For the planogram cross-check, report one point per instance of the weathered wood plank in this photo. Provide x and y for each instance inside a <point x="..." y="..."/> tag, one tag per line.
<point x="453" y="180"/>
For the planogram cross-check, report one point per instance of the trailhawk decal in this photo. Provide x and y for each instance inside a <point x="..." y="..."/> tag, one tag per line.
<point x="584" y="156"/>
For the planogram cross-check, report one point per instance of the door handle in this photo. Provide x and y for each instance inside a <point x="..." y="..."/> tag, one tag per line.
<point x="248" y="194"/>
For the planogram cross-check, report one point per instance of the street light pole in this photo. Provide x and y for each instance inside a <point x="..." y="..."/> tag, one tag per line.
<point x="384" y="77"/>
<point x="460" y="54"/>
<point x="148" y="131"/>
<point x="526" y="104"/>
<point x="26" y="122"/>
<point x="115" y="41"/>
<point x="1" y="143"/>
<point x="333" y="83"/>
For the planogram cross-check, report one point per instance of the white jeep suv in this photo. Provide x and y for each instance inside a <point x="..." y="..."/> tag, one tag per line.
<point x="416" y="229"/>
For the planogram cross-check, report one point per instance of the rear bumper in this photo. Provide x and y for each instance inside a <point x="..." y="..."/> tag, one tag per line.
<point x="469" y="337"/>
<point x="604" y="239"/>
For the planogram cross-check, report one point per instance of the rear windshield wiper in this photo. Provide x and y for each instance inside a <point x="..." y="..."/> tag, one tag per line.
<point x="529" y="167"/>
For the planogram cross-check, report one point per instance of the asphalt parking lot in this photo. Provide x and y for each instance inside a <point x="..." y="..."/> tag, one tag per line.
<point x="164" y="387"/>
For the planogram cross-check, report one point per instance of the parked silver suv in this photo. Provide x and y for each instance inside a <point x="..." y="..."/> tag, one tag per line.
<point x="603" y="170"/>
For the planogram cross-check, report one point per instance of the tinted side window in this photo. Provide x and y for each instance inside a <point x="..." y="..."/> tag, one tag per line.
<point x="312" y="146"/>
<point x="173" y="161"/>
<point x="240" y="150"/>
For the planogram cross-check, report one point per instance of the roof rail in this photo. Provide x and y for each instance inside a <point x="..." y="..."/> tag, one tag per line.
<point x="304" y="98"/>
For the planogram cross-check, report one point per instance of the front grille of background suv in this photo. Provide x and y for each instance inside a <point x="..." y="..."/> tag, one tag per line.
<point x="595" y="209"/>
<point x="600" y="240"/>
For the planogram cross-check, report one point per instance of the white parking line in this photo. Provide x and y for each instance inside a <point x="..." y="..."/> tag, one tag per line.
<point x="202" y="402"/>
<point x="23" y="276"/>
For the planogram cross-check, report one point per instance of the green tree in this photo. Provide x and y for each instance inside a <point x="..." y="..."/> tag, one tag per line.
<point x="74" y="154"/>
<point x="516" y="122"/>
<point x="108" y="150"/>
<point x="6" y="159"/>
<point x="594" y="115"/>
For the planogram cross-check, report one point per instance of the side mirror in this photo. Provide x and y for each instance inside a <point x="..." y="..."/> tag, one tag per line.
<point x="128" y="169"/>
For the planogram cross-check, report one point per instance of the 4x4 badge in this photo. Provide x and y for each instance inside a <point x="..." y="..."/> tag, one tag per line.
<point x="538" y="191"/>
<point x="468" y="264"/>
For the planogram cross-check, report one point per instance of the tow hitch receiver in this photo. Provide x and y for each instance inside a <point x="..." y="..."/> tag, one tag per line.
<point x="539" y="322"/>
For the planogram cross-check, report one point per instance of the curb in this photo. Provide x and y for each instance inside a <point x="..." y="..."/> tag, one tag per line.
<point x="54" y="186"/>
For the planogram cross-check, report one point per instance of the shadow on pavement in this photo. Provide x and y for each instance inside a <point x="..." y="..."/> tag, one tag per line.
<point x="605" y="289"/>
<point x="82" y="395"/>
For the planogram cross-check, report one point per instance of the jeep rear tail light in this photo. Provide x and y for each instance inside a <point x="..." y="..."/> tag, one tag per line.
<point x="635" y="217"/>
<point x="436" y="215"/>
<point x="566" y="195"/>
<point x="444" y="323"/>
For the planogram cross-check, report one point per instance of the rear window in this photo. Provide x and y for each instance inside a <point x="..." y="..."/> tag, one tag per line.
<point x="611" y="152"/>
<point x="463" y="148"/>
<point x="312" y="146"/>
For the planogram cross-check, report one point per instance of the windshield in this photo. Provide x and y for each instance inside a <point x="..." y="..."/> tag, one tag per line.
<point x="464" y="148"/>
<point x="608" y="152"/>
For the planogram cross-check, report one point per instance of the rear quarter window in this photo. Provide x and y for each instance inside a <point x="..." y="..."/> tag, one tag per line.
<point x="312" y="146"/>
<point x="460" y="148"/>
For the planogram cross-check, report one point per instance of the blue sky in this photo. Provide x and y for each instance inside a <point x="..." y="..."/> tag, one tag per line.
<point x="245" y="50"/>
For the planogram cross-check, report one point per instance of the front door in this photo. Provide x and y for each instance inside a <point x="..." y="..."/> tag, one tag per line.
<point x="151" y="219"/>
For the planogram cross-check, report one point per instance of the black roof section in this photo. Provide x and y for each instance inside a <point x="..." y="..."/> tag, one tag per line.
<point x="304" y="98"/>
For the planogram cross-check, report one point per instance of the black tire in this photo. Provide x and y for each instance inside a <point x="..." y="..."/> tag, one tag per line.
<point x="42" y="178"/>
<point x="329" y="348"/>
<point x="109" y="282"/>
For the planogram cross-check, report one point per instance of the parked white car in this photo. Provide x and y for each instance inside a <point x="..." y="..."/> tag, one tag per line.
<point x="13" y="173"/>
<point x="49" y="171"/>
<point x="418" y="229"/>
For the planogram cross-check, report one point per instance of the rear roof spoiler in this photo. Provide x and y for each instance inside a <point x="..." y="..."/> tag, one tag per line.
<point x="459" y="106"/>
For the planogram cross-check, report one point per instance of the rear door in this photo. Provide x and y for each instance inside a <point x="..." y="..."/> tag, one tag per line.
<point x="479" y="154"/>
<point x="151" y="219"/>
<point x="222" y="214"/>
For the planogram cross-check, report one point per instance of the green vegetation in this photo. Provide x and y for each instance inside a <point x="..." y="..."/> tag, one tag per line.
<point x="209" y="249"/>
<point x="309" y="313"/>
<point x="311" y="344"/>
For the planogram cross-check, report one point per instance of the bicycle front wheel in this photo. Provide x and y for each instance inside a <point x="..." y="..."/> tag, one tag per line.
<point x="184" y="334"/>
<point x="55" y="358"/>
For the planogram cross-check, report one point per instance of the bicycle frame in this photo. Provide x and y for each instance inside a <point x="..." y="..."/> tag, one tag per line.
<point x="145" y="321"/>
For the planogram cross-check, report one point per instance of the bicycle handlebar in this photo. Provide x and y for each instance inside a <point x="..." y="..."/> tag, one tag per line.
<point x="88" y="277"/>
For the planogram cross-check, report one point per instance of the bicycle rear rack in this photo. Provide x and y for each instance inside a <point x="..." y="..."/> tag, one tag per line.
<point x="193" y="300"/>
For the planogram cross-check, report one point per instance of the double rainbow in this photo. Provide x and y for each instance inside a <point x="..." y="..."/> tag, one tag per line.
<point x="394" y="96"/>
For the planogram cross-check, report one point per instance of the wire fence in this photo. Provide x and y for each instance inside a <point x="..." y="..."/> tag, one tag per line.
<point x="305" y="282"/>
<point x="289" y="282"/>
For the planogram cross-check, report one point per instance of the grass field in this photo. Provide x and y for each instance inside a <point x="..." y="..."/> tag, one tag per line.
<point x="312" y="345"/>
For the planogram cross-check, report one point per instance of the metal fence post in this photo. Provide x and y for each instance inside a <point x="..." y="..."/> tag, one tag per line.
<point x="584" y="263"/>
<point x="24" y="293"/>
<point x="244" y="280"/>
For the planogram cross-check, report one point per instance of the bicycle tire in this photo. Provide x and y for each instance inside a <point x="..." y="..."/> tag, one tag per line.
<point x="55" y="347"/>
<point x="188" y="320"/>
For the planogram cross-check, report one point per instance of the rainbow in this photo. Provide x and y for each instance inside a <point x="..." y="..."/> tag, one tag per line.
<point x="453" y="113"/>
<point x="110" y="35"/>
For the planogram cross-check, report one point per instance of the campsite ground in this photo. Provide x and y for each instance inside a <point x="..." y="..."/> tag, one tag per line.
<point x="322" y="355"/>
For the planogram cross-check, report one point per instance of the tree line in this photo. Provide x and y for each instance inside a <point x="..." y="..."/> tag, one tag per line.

__Required work__.
Which lines run from the one containing "of the wire" to the end of the entries above? Quote exactly those, and only those.

__Complete response__.
For the planogram cross-check, report one point per instance of the wire fence in this photo. Provide x and y for each instance inside a <point x="..." y="..."/> tag, one tag per line.
<point x="305" y="282"/>
<point x="289" y="282"/>
For the planogram cross-check, report one point per instance of the grass field in this photo. Provide x and y for each instance inside a <point x="..." y="..."/> tag, one tag per line.
<point x="312" y="345"/>
For the planogram cross-check, report one point per instance of the metal fence post in this photo. Provide x and y for each instance inside a <point x="..." y="..."/> tag, one tag per line.
<point x="584" y="263"/>
<point x="24" y="293"/>
<point x="244" y="280"/>
For the planogram cross-check, report one point per instance of the bicycle tire in this photo. Provide x and y for each instance inside a <point x="..." y="..."/> tag, one tag per line.
<point x="55" y="347"/>
<point x="188" y="320"/>
For the planogram cross-check, report one point per instance of the rainbow in this photo. Provide x and y for each instance inside a <point x="..." y="..."/> tag, one tag per line.
<point x="453" y="113"/>
<point x="110" y="35"/>
For the planogram cross-check, report one point per instance of the campsite ground in this photo. Provide x and y for each instance inside a <point x="..." y="..."/> tag, one tag per line.
<point x="322" y="355"/>
For the planogram cross-check, report one point per instance of the tree line in this photo. Provide x and y for each instance inside a <point x="..." y="..."/> tag, one tag per line.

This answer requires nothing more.